— Start —
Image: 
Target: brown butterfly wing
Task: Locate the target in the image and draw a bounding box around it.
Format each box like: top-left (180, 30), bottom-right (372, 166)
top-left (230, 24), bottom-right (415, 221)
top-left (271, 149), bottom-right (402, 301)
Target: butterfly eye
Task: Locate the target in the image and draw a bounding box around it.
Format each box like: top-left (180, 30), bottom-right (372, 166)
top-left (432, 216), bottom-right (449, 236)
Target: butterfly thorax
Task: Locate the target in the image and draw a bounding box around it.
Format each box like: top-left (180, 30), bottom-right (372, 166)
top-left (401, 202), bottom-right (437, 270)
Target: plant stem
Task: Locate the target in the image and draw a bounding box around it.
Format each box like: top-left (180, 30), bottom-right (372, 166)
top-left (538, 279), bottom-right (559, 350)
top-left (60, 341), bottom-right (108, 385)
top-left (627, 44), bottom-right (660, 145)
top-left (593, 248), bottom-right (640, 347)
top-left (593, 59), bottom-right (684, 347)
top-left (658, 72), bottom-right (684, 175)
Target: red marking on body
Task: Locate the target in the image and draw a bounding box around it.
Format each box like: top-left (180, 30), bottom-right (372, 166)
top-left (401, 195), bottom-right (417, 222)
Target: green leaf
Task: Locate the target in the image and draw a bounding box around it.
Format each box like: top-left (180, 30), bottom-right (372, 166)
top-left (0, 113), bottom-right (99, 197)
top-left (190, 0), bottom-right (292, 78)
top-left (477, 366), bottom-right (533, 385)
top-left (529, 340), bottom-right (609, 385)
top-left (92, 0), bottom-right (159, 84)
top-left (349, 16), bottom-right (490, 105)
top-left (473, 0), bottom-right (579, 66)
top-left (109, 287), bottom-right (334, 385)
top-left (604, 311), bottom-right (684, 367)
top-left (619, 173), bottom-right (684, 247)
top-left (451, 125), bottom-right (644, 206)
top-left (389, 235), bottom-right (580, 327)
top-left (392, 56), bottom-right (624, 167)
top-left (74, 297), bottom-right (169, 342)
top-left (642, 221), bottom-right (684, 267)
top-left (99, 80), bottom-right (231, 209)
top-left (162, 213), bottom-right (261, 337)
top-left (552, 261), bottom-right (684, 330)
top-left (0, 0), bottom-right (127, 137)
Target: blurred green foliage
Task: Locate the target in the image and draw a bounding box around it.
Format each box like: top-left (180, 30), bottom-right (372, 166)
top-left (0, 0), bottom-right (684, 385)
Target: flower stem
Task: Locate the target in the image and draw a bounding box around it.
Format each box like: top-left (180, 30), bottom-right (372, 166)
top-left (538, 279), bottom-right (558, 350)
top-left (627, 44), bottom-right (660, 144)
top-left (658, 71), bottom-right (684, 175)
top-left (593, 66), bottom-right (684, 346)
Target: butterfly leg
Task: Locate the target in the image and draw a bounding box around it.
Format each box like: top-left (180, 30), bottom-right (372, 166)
— End —
| The request |
Render the lines of the data starting at the line containing "Target: flower stem" and ending at the line containing "top-left (593, 66), bottom-right (684, 346)" as a JSON list of strings, one string per line, with both of those lines included and blank lines left out.

| Written solution |
[
  "Target: flower stem",
  "Task: Locate the target in the image and draw a bounding box around it.",
  "Format each box like: top-left (180, 30), bottom-right (372, 166)",
  "top-left (538, 279), bottom-right (558, 350)",
  "top-left (627, 44), bottom-right (660, 144)",
  "top-left (658, 71), bottom-right (684, 175)",
  "top-left (593, 66), bottom-right (684, 346)"
]